* _ASSIGNMENT 1_
According to the sentencing judgment, what term of imprisonment was the convict given?
* _ASSIGNMENT 2_
Quote the sentencing judgment word for word from "The convict, S" to "Act 5 of 2012.".

┌─ EXERCISE TEXT

R v SWM (CO 101 of 2023) [2023] SCSC 422 (7 June 2023)


Sentencing. Sexual Assault

Case summary

The convict, S W M, is sentenced to serve a term of imprisonment of 7 years for his conviction for one count of sexual assault contrary to Section 130(1) read with Section 130(2) (d) of the Penal Code and punishable under Section 130(1) as read with Section 130 (4) (a) and (b) of the Penal Code as amended.


  1. By way of a formal charge filed in Court on the 22nd October 2021 pertaining to C.B.No:224/10/21 Anse Aux Pins, the accused, S W M, now a convict, was charged with one count of Sexual Assault contrary to Section 130(1) read with Section 130(2) (d) of the Penal Code, punishable under Section 130(1) read with Section 130(4) (a) and (b) of the Penal Code, Cap 158 as amended by Act 5 of 2012.
  2. The particulars of the offence as featured in the charge sheet are that the accused (now a convict) on the 19th October 2021, at [____], sexually assault one AM, “aged 14 years old by penetrating the body orifice, namely, the vagina of the said AM with his penis for a sexual purpose”
  3. Following a plea of “not guilty” by the accused/convict, he went on trial, and on the 17th February 2021, this Court found him guilty for the offence of which he had been charged and therefore, accordingly convicted him for one count of Sexual Assault.
  4. Learned Counsel for the accused/convict sought for a pre-sentence Probation Enquiry Report (“the report”), which was called for, and the same dated 14th March 2023 received by this Court.  In the report, the author, one L Nancy, Senior Probation Officer reporting for the Principal Probation Officer, states, that the accused/convict is a 45 year old man, 2nd born of four siblings and the father of seven children born of different relationships with different women.  He lives at [____], Mahe, Seychelles together with his partner and three of his seven children.

└─
┌─ SUPPLIED RECORDS

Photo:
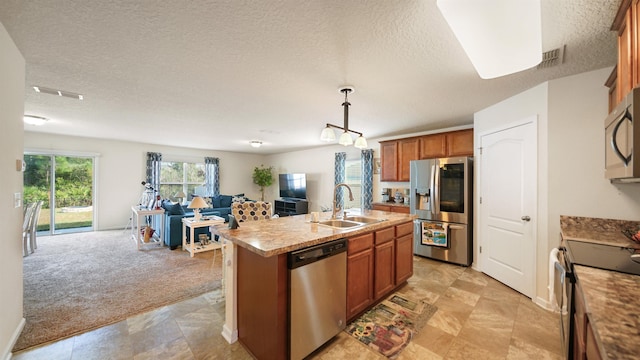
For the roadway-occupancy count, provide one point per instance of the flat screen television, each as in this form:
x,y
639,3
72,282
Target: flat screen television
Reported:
x,y
293,186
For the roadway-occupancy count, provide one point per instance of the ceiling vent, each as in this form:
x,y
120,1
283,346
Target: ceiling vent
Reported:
x,y
46,90
552,57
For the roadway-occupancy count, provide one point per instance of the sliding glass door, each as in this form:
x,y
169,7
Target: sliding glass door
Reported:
x,y
65,185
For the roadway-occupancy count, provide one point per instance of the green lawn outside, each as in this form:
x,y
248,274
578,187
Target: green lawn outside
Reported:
x,y
65,220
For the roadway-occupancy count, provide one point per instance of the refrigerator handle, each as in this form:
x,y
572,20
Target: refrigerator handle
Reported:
x,y
435,187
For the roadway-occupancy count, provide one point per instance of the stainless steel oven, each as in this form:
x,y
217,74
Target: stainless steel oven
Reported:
x,y
563,286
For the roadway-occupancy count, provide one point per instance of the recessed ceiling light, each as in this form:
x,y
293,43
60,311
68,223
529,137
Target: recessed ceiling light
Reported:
x,y
35,120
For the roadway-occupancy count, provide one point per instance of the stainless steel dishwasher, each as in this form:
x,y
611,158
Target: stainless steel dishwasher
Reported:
x,y
318,296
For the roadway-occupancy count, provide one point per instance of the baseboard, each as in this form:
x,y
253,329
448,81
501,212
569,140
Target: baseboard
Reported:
x,y
545,304
6,354
229,335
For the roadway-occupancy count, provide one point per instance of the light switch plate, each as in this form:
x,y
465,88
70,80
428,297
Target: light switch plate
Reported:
x,y
17,200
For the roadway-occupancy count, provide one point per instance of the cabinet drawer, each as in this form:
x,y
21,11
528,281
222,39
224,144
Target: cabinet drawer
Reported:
x,y
384,235
360,243
386,208
404,229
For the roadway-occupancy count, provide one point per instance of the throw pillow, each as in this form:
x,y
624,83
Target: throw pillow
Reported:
x,y
215,202
225,200
175,209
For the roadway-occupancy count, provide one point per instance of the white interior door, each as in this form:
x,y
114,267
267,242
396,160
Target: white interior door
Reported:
x,y
508,179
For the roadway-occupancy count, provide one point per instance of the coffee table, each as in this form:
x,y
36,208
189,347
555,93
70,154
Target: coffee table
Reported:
x,y
192,224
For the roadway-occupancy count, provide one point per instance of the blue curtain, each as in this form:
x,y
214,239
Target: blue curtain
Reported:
x,y
212,176
366,158
154,161
339,177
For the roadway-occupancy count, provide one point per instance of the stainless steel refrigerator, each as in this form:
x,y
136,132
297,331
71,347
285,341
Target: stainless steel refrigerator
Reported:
x,y
442,199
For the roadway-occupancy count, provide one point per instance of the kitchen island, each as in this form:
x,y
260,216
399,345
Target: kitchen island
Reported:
x,y
257,283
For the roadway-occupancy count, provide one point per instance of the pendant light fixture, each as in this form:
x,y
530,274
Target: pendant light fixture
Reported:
x,y
345,139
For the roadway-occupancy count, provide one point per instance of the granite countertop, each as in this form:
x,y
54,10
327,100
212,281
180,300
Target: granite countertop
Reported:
x,y
612,299
597,230
612,302
392,203
285,234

└─

* _ANSWER SPACE 1_
A term of imprisonment of 7 years.

* _ANSWER SPACE 2_
The convict, S W M, is sentenced to serve a term of imprisonment of 7 years for his conviction for one count of sexual assault contrary to Section 130(1) read with Section 130(2) (d) of the Penal Code and punishable under Section 130(1) as read with Section 130 (4) (a) and (b) of the Penal Code as amended.


  1. By way of a formal charge filed in Court on the 22nd October 2021 pertaining to C.B.No:224/10/21 Anse Aux Pins, the accused, S W M, now a convict, was charged with one count of Sexual Assault contrary to Section 130(1) read with Section 130(2) (d) of the Penal Code, punishable under Section 130(1) read with Section 130(4) (a) and (b) of the Penal Code, Cap 158 as amended by Act 5 of 2012.